*The records*:
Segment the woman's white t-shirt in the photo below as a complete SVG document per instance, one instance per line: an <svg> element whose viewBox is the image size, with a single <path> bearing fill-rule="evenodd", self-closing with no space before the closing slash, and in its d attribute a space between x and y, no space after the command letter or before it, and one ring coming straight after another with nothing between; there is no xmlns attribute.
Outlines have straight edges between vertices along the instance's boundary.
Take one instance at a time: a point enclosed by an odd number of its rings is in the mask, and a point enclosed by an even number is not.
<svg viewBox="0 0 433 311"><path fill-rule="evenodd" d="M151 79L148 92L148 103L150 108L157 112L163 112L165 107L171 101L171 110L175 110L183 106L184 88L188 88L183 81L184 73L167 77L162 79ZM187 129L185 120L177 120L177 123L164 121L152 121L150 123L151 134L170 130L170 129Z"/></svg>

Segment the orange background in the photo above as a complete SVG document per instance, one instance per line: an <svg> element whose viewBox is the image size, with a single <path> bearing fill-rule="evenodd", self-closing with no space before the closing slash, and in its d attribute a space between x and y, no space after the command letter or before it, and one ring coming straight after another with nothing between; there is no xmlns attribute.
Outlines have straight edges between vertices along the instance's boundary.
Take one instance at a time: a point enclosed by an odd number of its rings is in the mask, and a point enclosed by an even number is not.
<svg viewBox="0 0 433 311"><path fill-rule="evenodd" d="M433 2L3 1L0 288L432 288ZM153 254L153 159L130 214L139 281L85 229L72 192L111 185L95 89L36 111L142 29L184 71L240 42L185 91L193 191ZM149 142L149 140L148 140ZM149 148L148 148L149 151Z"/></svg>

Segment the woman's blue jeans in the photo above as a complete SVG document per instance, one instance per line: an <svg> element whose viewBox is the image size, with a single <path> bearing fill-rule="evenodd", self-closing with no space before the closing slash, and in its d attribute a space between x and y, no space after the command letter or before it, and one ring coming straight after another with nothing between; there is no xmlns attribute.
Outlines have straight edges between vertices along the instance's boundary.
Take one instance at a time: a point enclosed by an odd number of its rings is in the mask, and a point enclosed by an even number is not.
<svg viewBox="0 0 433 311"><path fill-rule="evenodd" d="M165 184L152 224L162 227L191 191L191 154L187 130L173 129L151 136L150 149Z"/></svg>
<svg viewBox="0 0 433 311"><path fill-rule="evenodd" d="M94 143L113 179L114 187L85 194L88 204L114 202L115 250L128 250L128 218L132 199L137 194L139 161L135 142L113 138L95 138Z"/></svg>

*What is expected*:
Reproduce, unchanged, the lines of the material starting at the line that contains "Segment the woman's blue" and ending at the final line of the material.

*Written answer*:
Segment the woman's blue jeans in the photo above as a complete SVG document per instance, one instance per line: an <svg> element whose viewBox is the image size, with a single <path> bearing fill-rule="evenodd", self-closing with no space before the closing slash, and in its d attribute a space between x and y, no space after the command letter or before it, and one ring coming straight after another with nothing between; there is no xmlns attribute.
Outlines have straight edges between vertices along the instance's boundary.
Take one instance at a time: a point enclosed by an odd number of its rings is in the mask, and a point enclosed by an even number is not.
<svg viewBox="0 0 433 311"><path fill-rule="evenodd" d="M165 184L152 224L162 227L191 191L191 154L187 130L173 129L151 136L150 149Z"/></svg>
<svg viewBox="0 0 433 311"><path fill-rule="evenodd" d="M94 143L113 179L114 187L85 194L88 204L114 202L115 250L128 250L128 218L132 199L137 194L139 161L135 142L113 138L95 138Z"/></svg>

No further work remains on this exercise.